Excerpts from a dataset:
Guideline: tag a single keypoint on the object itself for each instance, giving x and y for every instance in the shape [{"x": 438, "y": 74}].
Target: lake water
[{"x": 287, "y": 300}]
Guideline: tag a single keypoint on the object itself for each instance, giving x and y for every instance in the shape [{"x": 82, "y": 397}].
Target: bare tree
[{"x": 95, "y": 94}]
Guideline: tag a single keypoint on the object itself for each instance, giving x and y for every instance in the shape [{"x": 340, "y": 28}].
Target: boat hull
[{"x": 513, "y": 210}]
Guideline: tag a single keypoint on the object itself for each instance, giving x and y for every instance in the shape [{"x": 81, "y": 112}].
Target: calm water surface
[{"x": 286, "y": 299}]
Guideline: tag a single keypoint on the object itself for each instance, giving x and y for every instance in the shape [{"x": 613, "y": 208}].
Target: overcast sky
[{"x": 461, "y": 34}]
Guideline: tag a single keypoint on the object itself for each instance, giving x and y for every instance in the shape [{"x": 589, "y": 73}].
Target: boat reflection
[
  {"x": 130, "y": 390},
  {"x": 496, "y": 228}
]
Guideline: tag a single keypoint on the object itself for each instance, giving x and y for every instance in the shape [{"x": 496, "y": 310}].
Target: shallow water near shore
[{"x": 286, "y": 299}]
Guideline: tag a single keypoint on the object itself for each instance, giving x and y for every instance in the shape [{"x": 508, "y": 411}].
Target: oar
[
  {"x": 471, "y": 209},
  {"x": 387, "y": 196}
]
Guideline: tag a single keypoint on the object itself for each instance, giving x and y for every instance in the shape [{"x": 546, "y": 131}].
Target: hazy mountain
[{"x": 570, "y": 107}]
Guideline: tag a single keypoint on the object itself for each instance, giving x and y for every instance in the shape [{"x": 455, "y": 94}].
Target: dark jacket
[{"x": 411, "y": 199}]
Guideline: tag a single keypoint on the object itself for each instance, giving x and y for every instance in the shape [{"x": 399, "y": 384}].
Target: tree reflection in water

▶ _Task directions_:
Using the exact wording, repeat all the entries.

▶ _Exercise result_:
Guideline: tag a single keypoint on the object itself for each instance, giving x and y for every instance in the shape [{"x": 438, "y": 74}].
Target: lake water
[{"x": 287, "y": 300}]
Guideline: tag a single keypoint on the object itself for each instance, giving x and y for every instance in the shape [{"x": 82, "y": 397}].
Target: bare tree
[{"x": 95, "y": 94}]
Guideline: tag a single keypoint on the object itself for each instance, giving x and y for every instance in the shape [{"x": 340, "y": 28}].
Target: boat hull
[{"x": 513, "y": 210}]
Guideline: tag a single keypoint on the object itself for each instance, giving x and y for every instance in the shape [{"x": 81, "y": 112}].
Target: calm water surface
[{"x": 286, "y": 299}]
Guideline: tag a single keypoint on the object itself for each instance, giving x and y for every instance in the shape [{"x": 613, "y": 208}].
Target: overcast sky
[{"x": 461, "y": 34}]
Guideline: tag a single keypoint on the object itself for each instance, giving x and y for every instance in the shape [{"x": 589, "y": 73}].
Target: boat reflection
[
  {"x": 130, "y": 390},
  {"x": 496, "y": 228}
]
Guideline: tag a single keypoint on the object itself for each instance, giving x and y for every instance in the shape [{"x": 496, "y": 310}].
Target: shallow water near shore
[{"x": 286, "y": 299}]
Guideline: tag a single keypoint on the object itself for each instance, giving x and y for every instance in the shape [{"x": 508, "y": 411}].
Target: oar
[
  {"x": 471, "y": 209},
  {"x": 387, "y": 196}
]
Guideline: tag a single keypoint on the object itself for each instance, giving x and y for every instance in the shape [{"x": 546, "y": 131}].
Target: hazy mountain
[{"x": 570, "y": 107}]
Guideline: tag a single keypoint on the object itself for each instance, giving x and y for every instance in the shape [{"x": 455, "y": 94}].
Target: dark jacket
[{"x": 411, "y": 199}]
Guideline: tag a single keypoint on the object itself for each instance, giving x and y for every instance in the shape [{"x": 399, "y": 384}].
Target: tree reflection in water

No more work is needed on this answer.